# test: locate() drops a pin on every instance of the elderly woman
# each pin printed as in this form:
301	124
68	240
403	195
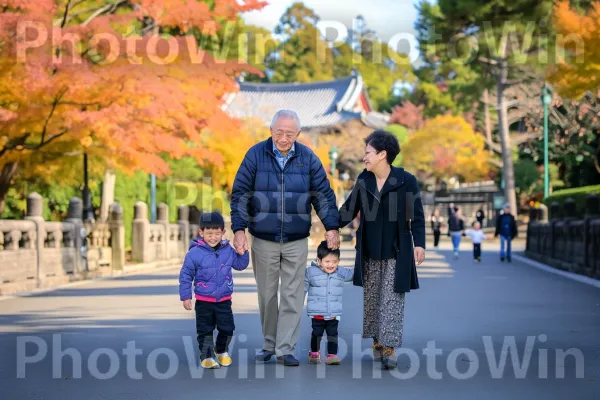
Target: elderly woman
390	242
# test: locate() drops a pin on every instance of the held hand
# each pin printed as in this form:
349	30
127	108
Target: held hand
240	242
333	239
419	255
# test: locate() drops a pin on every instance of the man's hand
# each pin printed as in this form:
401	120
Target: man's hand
240	242
333	239
419	255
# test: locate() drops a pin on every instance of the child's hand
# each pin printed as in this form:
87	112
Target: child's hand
241	251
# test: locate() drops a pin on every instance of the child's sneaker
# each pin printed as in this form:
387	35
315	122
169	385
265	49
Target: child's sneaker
332	359
224	359
210	363
314	357
377	352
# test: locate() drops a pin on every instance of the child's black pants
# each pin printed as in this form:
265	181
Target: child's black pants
208	316
319	327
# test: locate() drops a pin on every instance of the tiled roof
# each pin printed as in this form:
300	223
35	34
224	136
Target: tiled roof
317	103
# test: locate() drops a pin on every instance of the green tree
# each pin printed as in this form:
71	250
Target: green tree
303	56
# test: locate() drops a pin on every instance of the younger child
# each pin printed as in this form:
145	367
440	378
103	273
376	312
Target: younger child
207	266
477	236
324	281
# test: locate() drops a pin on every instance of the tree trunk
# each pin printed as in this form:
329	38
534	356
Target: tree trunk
108	194
487	121
6	175
508	169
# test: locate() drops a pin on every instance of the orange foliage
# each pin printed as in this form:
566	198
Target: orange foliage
447	146
579	35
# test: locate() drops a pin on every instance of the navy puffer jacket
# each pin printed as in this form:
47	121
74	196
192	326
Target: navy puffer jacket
276	204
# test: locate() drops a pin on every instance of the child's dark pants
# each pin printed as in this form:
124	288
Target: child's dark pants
208	316
319	327
477	251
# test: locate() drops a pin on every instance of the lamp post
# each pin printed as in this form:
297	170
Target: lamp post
88	212
546	99
153	198
333	155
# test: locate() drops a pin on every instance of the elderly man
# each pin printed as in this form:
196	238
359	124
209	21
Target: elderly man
276	186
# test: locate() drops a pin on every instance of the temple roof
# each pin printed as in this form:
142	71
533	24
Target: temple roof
317	103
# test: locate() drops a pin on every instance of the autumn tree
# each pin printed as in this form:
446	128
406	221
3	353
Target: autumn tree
578	37
408	114
102	78
444	147
498	40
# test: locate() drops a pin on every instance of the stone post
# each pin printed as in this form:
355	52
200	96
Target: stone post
162	218
75	217
117	234
35	208
141	233
570	208
183	220
570	213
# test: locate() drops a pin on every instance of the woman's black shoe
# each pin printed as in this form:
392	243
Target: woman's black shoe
288	360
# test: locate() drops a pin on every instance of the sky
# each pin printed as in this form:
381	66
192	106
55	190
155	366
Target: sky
393	20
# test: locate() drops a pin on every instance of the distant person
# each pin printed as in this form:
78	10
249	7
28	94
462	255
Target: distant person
477	236
436	227
456	226
480	217
506	227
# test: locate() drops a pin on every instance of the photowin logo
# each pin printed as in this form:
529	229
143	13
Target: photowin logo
507	359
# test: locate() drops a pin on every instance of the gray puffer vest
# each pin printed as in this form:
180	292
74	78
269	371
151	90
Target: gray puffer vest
325	290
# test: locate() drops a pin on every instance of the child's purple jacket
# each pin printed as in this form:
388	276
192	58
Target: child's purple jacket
209	271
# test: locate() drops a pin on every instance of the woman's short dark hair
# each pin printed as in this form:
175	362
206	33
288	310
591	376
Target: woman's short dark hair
213	220
382	140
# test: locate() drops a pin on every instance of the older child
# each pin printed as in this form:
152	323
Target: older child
207	266
324	282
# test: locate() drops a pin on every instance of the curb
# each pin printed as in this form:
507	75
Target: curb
569	275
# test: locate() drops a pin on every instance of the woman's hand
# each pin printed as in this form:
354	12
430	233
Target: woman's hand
419	255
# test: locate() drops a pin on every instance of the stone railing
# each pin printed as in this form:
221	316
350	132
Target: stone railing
564	241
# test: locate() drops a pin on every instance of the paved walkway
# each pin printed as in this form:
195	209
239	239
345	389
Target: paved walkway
134	333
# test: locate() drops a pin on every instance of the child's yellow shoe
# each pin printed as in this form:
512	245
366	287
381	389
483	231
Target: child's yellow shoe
224	359
210	363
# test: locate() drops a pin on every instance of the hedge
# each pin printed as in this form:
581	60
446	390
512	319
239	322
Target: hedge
578	194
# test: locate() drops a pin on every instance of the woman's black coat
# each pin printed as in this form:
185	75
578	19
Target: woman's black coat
409	213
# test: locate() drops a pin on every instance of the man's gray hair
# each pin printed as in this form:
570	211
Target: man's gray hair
286	114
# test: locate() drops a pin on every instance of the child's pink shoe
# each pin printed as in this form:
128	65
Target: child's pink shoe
332	359
314	357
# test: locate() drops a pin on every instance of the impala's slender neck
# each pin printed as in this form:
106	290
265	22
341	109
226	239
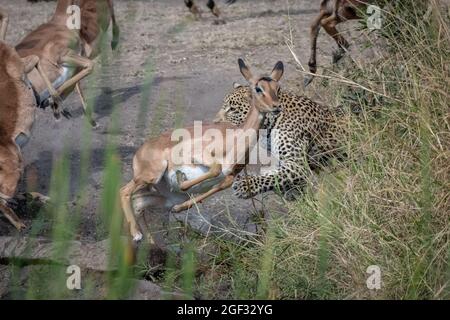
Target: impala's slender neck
251	127
60	16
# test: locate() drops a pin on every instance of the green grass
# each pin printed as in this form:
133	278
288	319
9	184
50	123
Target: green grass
386	205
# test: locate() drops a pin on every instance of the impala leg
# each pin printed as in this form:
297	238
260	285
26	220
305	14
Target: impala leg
330	28
76	61
87	112
190	203
4	25
125	198
56	100
314	34
213	172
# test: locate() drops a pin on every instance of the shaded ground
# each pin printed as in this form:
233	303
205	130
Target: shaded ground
170	70
192	66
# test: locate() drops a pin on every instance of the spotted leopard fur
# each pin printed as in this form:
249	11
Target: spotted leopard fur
307	136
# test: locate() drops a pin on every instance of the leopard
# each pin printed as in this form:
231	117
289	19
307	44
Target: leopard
308	135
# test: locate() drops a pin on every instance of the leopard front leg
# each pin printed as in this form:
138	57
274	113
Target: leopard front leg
290	174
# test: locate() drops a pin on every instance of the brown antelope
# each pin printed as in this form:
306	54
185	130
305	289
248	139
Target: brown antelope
210	4
333	12
65	55
208	169
17	108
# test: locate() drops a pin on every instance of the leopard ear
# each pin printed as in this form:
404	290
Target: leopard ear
220	116
237	85
245	70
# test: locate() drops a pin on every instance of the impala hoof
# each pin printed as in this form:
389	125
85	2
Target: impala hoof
307	81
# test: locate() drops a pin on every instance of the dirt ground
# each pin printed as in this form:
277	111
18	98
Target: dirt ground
194	64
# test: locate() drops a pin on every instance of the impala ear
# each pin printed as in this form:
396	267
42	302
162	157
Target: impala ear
237	85
29	63
245	70
277	71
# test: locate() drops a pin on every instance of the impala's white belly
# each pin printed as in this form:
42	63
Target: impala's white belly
168	192
189	173
66	74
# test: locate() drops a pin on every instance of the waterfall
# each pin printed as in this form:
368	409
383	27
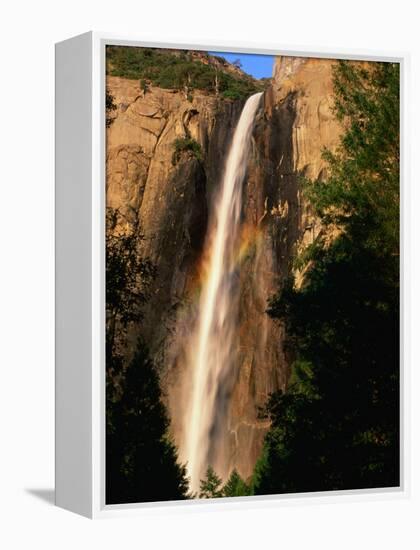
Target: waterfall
212	346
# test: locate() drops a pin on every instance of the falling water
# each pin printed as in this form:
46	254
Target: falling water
213	343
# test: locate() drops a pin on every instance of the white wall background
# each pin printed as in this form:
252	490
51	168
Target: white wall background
28	32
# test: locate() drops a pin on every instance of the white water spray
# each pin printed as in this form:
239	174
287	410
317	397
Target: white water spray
213	344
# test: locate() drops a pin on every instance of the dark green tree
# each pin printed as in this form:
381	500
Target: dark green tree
337	425
141	461
235	486
211	485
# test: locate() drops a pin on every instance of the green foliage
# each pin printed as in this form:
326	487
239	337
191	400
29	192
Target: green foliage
186	145
110	107
141	462
235	486
178	70
337	425
211	485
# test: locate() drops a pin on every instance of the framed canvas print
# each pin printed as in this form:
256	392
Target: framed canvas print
228	274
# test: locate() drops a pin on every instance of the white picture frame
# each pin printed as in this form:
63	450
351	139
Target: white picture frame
80	278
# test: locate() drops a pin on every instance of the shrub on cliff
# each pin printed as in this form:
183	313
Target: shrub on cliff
186	145
177	69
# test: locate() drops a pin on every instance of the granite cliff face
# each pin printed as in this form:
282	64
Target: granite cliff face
171	197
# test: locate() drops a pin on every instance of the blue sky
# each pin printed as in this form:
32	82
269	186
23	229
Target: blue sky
258	66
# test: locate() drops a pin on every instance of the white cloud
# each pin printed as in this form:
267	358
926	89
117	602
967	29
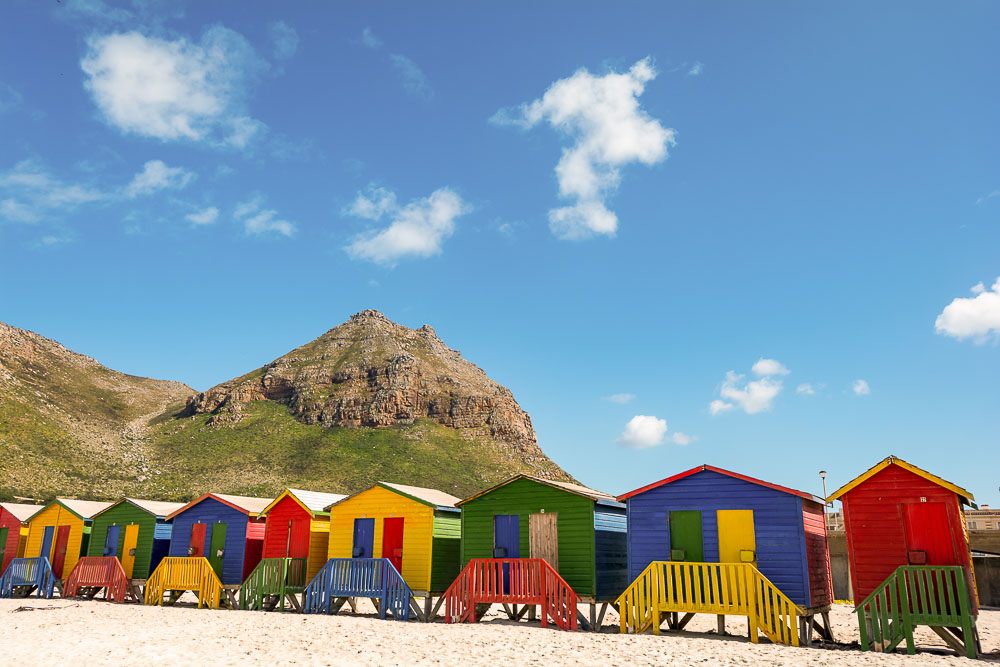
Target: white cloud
750	397
258	222
414	79
369	39
173	90
285	40
203	217
642	432
765	367
416	230
976	317
156	175
601	114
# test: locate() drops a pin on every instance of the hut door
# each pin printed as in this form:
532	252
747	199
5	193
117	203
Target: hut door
197	546
128	549
217	551
543	538
62	544
929	539
111	541
364	538
685	536
737	541
392	541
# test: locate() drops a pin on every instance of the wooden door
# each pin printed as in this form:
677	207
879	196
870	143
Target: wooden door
128	549
543	537
737	540
685	536
196	548
62	544
392	541
111	541
364	538
217	552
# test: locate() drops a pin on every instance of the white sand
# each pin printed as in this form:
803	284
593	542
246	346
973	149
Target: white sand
103	633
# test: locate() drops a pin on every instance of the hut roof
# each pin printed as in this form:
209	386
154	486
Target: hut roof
964	495
22	512
587	492
702	468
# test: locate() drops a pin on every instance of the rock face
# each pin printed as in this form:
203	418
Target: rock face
372	372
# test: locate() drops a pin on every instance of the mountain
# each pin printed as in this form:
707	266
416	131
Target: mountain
368	400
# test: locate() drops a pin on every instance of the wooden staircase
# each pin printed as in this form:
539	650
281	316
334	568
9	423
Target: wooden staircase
175	575
724	589
341	580
272	582
511	581
25	576
931	595
94	573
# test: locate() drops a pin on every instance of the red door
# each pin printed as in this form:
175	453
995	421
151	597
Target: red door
197	546
392	542
929	536
62	539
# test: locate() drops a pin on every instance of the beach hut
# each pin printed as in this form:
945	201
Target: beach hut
60	532
540	538
688	523
13	530
296	537
907	538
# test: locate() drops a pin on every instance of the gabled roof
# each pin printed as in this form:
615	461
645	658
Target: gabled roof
703	468
247	504
964	495
21	511
586	492
311	501
429	497
157	508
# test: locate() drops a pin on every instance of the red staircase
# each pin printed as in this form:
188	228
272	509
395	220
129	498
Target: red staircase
516	581
92	573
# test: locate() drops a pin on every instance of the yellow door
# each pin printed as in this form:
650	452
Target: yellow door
128	549
737	543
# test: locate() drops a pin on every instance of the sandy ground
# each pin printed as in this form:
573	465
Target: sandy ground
102	633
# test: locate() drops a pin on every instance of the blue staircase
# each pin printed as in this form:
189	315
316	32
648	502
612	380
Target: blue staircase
344	578
35	574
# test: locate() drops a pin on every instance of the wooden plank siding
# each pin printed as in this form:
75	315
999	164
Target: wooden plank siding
778	527
379	503
210	511
524	497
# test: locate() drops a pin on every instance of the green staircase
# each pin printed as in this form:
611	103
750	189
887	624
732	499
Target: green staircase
935	596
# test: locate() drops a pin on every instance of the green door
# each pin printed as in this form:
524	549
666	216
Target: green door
218	549
685	536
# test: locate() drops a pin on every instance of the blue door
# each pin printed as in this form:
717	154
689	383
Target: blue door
46	551
111	541
364	538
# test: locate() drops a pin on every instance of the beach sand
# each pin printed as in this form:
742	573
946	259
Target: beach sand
103	633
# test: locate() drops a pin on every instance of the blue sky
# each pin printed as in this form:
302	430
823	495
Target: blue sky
656	223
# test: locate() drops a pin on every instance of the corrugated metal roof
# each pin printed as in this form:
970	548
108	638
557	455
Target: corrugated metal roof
21	511
84	508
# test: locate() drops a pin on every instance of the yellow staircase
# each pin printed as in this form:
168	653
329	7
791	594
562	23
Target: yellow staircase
731	589
174	575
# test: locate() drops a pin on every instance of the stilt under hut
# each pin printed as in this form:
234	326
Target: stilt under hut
716	542
538	546
127	541
407	532
215	542
909	555
296	536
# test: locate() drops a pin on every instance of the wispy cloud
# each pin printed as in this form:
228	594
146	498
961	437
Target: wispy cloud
608	129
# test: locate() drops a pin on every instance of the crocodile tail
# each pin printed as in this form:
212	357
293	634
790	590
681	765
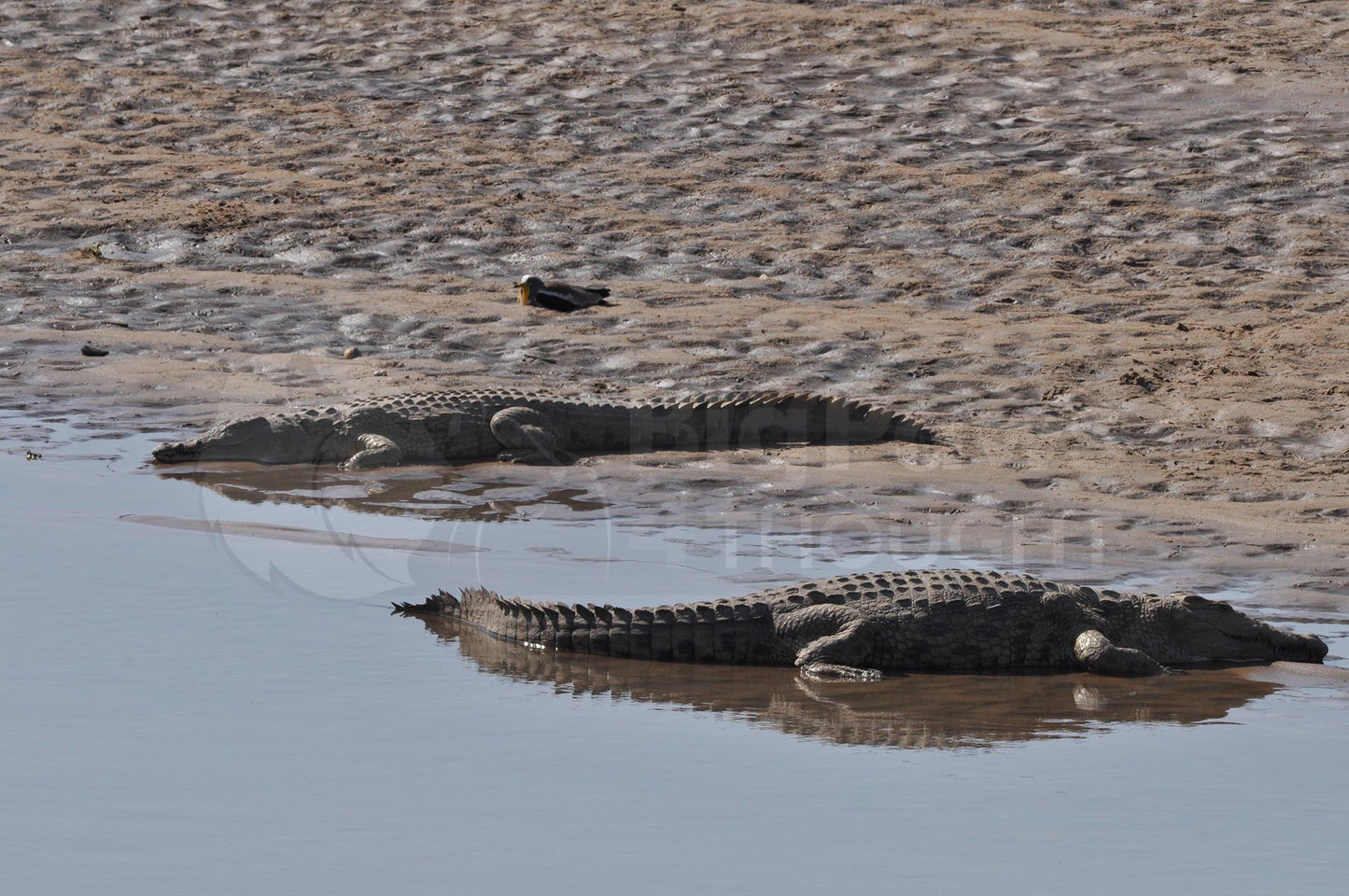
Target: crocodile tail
731	632
748	420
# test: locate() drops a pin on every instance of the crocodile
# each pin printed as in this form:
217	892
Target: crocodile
858	626
503	424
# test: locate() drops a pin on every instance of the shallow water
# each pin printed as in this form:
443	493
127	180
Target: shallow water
205	693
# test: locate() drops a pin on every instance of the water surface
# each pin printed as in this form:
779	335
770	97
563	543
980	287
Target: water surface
203	707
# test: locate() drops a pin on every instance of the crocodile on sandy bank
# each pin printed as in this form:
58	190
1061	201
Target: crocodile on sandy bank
934	621
455	427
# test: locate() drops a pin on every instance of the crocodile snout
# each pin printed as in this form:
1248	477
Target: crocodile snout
173	453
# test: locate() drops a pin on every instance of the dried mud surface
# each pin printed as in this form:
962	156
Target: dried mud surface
1101	247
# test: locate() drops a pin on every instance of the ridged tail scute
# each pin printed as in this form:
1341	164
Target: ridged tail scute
442	603
752	420
729	632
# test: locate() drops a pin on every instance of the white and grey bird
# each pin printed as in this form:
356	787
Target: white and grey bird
560	297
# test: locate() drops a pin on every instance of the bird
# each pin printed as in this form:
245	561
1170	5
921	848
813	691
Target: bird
560	297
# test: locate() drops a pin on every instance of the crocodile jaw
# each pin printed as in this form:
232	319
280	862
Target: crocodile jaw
267	441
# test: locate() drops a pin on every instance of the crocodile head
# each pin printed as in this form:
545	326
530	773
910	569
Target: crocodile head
1193	629
269	441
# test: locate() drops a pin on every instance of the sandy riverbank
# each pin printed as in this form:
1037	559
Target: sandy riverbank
1103	254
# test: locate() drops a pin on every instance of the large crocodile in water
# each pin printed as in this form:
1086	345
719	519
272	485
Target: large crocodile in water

======

▶ GOAL OF THE EXERCISE: All that is wanted is the run of lines from the start of the material through the line that holds "the man's hand", retyped exactly, with no pictures.

▶ SOLUTION TO THIS PROBLEM:
# test: locate() drops a pin on every instance of the elderly woman
# each pin printed as in this form:
301	124
68	240
403	195
Target: elderly woman
390	242
# test: locate() drops a pin on every instance of the held hand
# each pin printed as in this form:
349	30
127	108
Target: held hand
240	242
333	239
419	255
# test: locate() drops a pin on every instance of the man's hand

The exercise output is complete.